■ **WHAT IS EXPECTED**
Word for word, transcribe all the entries shown below.

■ **Records contained in a dataset**
···

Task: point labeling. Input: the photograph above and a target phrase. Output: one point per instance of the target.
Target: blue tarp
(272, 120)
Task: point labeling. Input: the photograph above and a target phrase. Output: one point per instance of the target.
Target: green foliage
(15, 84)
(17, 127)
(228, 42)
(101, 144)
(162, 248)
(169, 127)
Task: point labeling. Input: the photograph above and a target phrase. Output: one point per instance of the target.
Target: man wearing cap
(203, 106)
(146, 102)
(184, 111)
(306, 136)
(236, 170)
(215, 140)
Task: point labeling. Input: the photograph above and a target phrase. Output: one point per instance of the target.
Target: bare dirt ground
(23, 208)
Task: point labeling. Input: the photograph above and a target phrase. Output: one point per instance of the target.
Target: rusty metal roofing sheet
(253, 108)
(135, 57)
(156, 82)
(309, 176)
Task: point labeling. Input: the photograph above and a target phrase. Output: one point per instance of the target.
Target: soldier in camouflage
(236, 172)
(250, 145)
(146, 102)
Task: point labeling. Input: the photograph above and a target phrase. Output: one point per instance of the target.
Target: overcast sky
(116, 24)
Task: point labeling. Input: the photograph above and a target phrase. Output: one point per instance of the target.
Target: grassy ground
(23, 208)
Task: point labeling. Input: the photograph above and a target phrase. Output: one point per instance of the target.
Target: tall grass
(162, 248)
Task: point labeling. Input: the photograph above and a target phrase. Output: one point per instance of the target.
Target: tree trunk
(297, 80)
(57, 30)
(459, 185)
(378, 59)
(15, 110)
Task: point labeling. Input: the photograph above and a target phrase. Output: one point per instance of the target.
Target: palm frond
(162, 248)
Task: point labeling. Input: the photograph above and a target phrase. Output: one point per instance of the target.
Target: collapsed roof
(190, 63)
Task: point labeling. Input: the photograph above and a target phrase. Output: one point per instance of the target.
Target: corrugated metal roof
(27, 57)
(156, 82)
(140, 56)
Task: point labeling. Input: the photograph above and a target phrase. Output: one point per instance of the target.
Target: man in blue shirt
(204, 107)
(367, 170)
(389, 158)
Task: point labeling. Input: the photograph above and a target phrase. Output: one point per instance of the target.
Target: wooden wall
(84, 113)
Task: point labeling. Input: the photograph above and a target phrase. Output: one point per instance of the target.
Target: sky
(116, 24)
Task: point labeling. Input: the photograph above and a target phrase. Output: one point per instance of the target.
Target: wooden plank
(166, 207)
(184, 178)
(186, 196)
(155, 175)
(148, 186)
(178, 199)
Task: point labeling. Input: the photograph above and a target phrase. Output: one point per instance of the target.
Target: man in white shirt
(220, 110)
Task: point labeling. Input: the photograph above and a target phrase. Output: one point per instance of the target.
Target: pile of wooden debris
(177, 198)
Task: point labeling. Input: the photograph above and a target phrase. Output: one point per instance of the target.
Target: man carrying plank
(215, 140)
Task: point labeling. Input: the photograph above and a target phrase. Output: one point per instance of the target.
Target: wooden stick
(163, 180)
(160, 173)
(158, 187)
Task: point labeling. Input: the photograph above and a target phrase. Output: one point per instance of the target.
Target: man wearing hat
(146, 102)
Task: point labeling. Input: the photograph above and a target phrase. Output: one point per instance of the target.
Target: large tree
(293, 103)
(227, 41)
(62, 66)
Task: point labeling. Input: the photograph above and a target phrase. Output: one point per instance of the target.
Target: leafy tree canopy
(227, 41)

···

■ **RESPONSE TO THE TASK**
Task: point labeling. Input: the photograph above and a target phrase. Output: one point per instance of the target.
Target: blue tarp
(272, 120)
Task: point labeling. Input: the photograph above and a target phrase. Output: one point per instance of the target.
Target: green foliage
(15, 84)
(17, 127)
(228, 42)
(101, 144)
(162, 248)
(169, 127)
Task: point labeling. Input: the photograph above and a target phrase. Output: one point per instance of the target.
Target: man wearing cap
(203, 106)
(146, 102)
(184, 111)
(306, 136)
(236, 170)
(215, 140)
Task: point labeling. Input: the photograph above and a target phrase. Output: one point per instance of the target.
Target: bare dirt ground
(23, 208)
Task: point labeling. Input: the photograph above and a target phrase. Output: one point per instance of the target.
Target: rusty metal roofing sheet
(253, 108)
(135, 57)
(156, 82)
(309, 176)
Task: point labeling. Input: the photograph above and a target phrase. Output: one point per instance of the target.
Target: soldier in camouflage
(236, 172)
(250, 145)
(146, 102)
Task: point labeling. Input: the photograph above and a target phrase. Output: one point per instance of the target.
Target: overcast sky
(116, 24)
Task: point labeling. Input: the photograph above and a target phrase. Output: one point per instance of the target.
Target: grassy ground
(23, 208)
Task: point labeling. Input: the photograph above and a target phrase. Output: one point per instance of the target.
Target: tall grass
(162, 248)
Task: point labeling. Input: the photograph above and a target phrase. Output: one point per instance of the target.
Target: tree trunk
(297, 80)
(57, 30)
(459, 185)
(378, 59)
(15, 110)
Task: point labeling. Input: the photograph above and a target phrase. Output: one point per instance of the target.
Target: palm frond
(162, 248)
Task: point labeling. Input: the photograph above and a target phrase. Output: one point per instance of the target.
Target: collapsed roof
(190, 63)
Task: point labeling. Input: the photograph above and a target phrase. Output: one point per instance of the target.
Target: corrugated metal roof
(27, 57)
(156, 82)
(140, 56)
Task: point labeling. Input: the photograph above and a target phrase. Output: one point per instance of the target.
Target: man in blue shirt
(204, 107)
(367, 170)
(389, 158)
Task: point labeling. Input: the photograph above and a target phrase. Output: one point per instance of the target.
Target: wooden wall
(84, 113)
Task: point labeling. Input: the photograph above and a target phrase. Output: one point per instance of the target.
Target: sky
(116, 24)
Task: point labeling. Input: the photograph above and a target phrase. Output: one point per instance of the target.
Target: wooden plank
(166, 207)
(184, 178)
(186, 196)
(155, 175)
(148, 186)
(178, 199)
Task: point labeling. Input: the photograph above and a target phrase. Output: one point per instance of the target.
Target: man in white shirt
(220, 110)
Task: point labeling. Input: the photograph above and a target phrase. Output: one point per instance of the target.
Target: pile of wooden debris
(177, 198)
Task: point labeling. Input: the photograph above and a target phrase. Output: one point per instance of the target.
Target: man carrying plank
(215, 140)
Task: point labeling. Input: the photograph above and a target phrase. Output: one point per instance of the target.
Target: wooden stick
(163, 180)
(160, 173)
(158, 187)
Task: point labeling. Input: the photograph above and a target phrase. Output: one point per instance of the target.
Target: man wearing hat
(146, 102)
Task: point labeling. Input: the photograph above and a target phrase. Output: one point per instance of the target.
Target: large tree
(293, 103)
(227, 41)
(62, 66)
Task: point labeling. Input: the photograph above and a target phrase. Output: one point per instance of the target.
Target: leafy tree canopy
(227, 41)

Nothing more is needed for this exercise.